WORK TO BE COMPLETED: Nothing in the data should be left out or altered when it is retyped.

EXTRACTED ENTRIES:
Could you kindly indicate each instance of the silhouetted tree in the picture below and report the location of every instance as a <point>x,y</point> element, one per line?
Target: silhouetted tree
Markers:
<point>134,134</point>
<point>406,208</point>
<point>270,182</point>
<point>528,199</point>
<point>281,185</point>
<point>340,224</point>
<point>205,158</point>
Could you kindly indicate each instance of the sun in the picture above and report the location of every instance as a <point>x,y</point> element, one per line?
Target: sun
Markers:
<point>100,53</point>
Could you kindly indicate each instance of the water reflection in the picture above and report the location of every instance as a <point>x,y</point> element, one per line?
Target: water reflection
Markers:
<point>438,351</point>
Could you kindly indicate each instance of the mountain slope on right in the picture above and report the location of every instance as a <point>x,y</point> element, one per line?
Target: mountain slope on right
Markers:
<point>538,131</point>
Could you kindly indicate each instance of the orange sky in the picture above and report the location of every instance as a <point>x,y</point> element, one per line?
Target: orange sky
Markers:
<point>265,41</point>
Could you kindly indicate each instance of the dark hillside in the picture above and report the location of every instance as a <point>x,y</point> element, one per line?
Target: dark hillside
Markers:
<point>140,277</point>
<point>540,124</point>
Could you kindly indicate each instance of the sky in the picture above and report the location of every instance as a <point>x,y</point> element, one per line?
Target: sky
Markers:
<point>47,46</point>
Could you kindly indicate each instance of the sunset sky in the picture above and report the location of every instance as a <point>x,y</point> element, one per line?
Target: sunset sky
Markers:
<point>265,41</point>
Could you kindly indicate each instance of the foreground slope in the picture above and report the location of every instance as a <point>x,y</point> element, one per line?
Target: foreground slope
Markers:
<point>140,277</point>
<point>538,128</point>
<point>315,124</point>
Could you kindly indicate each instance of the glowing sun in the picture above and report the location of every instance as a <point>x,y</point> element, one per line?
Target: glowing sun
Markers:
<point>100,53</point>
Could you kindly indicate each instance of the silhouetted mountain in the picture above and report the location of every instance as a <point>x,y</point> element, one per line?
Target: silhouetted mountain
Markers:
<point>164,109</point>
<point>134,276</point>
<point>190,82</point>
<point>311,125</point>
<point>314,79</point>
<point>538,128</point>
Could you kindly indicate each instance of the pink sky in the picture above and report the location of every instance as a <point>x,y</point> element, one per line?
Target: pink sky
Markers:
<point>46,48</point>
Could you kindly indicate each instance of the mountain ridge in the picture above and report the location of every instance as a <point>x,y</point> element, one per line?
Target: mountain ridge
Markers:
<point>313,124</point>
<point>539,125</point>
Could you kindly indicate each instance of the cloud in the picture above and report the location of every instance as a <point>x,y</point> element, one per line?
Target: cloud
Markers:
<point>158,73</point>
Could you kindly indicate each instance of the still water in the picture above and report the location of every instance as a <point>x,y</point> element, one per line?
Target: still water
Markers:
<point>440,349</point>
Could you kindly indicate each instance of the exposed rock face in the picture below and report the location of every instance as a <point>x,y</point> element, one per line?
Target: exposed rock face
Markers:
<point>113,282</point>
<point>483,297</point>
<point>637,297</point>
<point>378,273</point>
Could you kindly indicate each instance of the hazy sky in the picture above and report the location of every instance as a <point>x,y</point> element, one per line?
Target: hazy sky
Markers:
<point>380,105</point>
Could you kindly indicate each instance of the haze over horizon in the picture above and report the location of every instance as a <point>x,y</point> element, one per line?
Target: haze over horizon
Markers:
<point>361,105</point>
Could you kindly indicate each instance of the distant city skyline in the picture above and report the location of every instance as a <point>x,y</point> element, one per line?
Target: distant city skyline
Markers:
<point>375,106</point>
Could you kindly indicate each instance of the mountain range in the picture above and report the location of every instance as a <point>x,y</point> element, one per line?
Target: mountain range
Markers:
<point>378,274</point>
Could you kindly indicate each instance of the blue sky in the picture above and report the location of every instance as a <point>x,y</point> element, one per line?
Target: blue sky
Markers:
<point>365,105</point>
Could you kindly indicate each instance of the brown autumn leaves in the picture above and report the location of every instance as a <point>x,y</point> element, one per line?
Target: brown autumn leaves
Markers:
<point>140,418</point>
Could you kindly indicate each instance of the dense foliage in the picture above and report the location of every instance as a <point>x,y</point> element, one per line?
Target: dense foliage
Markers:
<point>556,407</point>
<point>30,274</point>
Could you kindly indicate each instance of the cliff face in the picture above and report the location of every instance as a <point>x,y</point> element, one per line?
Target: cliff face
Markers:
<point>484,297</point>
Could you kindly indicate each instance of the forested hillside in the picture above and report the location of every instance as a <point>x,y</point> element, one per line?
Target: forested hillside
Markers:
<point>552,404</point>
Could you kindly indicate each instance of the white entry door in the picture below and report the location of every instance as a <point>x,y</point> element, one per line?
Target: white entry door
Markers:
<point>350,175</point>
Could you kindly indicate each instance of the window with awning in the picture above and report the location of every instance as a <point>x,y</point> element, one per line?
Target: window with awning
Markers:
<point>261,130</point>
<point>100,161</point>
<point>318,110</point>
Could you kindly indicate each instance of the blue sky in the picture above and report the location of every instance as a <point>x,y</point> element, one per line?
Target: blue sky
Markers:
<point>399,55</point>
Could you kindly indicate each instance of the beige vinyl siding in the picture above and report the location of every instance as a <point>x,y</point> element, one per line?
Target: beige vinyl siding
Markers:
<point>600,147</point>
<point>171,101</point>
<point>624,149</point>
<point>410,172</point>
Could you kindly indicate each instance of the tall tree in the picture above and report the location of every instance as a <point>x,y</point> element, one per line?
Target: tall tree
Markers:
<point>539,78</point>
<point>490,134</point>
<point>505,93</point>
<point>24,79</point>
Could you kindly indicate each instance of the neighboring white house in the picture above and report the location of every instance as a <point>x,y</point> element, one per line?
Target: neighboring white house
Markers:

RESPONSE:
Could you kindly indicate each instance of the silhouetted tree in the picture below and report the location of every instance as a <point>x,y</point> element, one per line?
Target: silhouetted tree
Markers:
<point>134,134</point>
<point>406,208</point>
<point>270,182</point>
<point>528,199</point>
<point>281,185</point>
<point>340,224</point>
<point>205,158</point>
Could you kindly indicate each instance of the sun in the picture above and report the location of every instance as a <point>x,y</point> element, one per line?
Target: sun
Markers:
<point>100,53</point>
Could you kindly indicate each instance of the water reflection in the picture above and report the location of every instance as a <point>x,y</point> element, one per line?
Target: water reflection
Markers:
<point>438,351</point>
Could you kindly indicate each instance of the mountain slope on right in the picture above and report the location of every instance as a <point>x,y</point> element, one per line?
Target: mountain slope on right
Markers:
<point>538,131</point>
Could you kindly indicate each instance of the orange sky in the picture above and report the location of every instance as a <point>x,y</point> element, one per line?
Target: orange sky
Markers:
<point>265,41</point>
Could you kindly indicate each instance of the dark hillside in the picture above and report the location of every instance as a <point>x,y</point> element, one per line?
Target: dark hillside
Markers:
<point>140,277</point>
<point>540,124</point>
Could you kindly indicate each instance of the sky in the picture above and report the location of every instance as a <point>x,y</point> element, one per line?
Target: sky
Markers:
<point>47,46</point>
Could you kindly indicate each instance of the sunset sky in the picture above and report the location of every instance as a <point>x,y</point> element, one per line?
Target: sunset sky
Markers:
<point>265,41</point>
Could you kindly indicate each instance of the foreground slope in the picture above and report the location of every instance as a <point>x,y</point> element, one per line?
Target: foreground slope
Markers:
<point>140,277</point>
<point>538,128</point>
<point>315,124</point>
Could you kindly indicate each instance of the glowing sun in the picture above and report the location of every instance as a <point>x,y</point> element, one per line?
Target: glowing sun
Markers:
<point>100,53</point>
Could you kindly indicate each instance of the silhouetted mountain in the picture above and report the location of every instance as a <point>x,y</point> element, one per line?
Target: silhouetted mountain
Markers:
<point>164,109</point>
<point>134,276</point>
<point>190,82</point>
<point>311,125</point>
<point>314,79</point>
<point>538,128</point>
Could you kindly indicate each instance of the pink sky in the picture above and report the location of every instance as a <point>x,y</point> element, one per line?
Target: pink sky
Markers:
<point>46,48</point>
Could you kindly indicate each instance of the mountain ridge in the picture above and report the location of every instance as a <point>x,y</point> element, one per line?
Target: mountain ridge
Markers:
<point>313,124</point>
<point>539,125</point>
Could you kindly indicate each instance of the cloud in the picture above and report the location of every instance as a <point>x,y</point> element, one per line?
Target: cloud
Markers:
<point>158,73</point>
Could you kindly indicate each instance of the still water in the picture above and report the location of every instance as a <point>x,y</point> element, one per line?
Target: still water
Markers:
<point>440,349</point>
Could you kindly indicate each instance of the exposed rock face in the picture below and report the location of every instance as a <point>x,y</point> element, one per line?
Target: exposed rock face
Markers:
<point>113,282</point>
<point>483,297</point>
<point>637,297</point>
<point>378,273</point>
Could you kindly indicate each instance of the hazy sky in the picture above and report the location of every instance as a <point>x,y</point> element, one per line?
Target: hazy sky
Markers:
<point>380,105</point>
Could you kindly indicate each instance of the haze over horizon in the picture above and report the location of every instance as a <point>x,y</point> element, one per line?
Target: haze over horizon
Markers:
<point>361,105</point>
Could you kindly indicate each instance of the distant city skyline in the picture above and report the location of every instance as a <point>x,y</point> element, one per line?
Target: distant city skyline
Markers:
<point>375,106</point>
Could you kindly indicate each instance of the mountain range in the picture above and report the location of every instance as a <point>x,y</point> element, one per line?
Target: mountain range
Markers:
<point>378,274</point>
Could you kindly indicate each instance of the blue sky in the picture above and report the location of every instance as a <point>x,y</point> element, one per line?
Target: blue sky
Markers:
<point>365,105</point>
Could you kindly indicate each instance of the brown autumn leaves in the picture above and report the location of every instance as a <point>x,y</point> element, one per line?
Target: brown autumn leaves
Markers:
<point>140,418</point>
Could you kindly indicate each instance of the dense foliage in the picture above and report the location of every instance as a <point>x,y</point> element, one per line?
Target: dense foliage
Markers:
<point>556,407</point>
<point>30,274</point>
Could you kindly indicate each instance of the cliff face in the picture above and report the location of every instance as a <point>x,y</point> element, one per line?
Target: cliff face
Markers:
<point>484,297</point>
Could you kindly indicate each instance of the forested hillside in the picture above and report the location of every instance as a <point>x,y</point> element, one per line?
Target: forested hillside
Markers:
<point>552,404</point>
Could you kindly indicate each instance of the white entry door in the picture below and report the location of every instance as a <point>x,y</point> element, one per line?
Target: white entry door
Markers:
<point>350,175</point>
Could you kindly indicate each instance of the window with awning in the picture above and report the location of every instance as a <point>x,y</point> element, one per line?
Target: window with awning
Markers:
<point>261,130</point>
<point>100,161</point>
<point>318,110</point>
Could you kindly indicate each instance of the blue sky in the picture above and report the location of every instance as a <point>x,y</point> element, one per line?
Target: blue sky
Markers:
<point>399,55</point>
Could you kindly indicate each instance of the beige vinyl siding in the picture above and report the location of every instance as a <point>x,y</point> element, one per line?
Target: beige vinyl siding
Markers:
<point>600,147</point>
<point>171,101</point>
<point>624,149</point>
<point>410,172</point>
Could you kindly indicate each instance of the tall tree in the picture above and report the location of every instance as a <point>x,y</point> element, one per line?
Target: tall tree
Markers:
<point>539,78</point>
<point>490,134</point>
<point>505,93</point>
<point>24,79</point>
Could you kindly indicate each instance of the neighboring white house in the picture above and report the location of every instance as a <point>x,y</point> element, one per line?
Target: neighboring white house
Markers:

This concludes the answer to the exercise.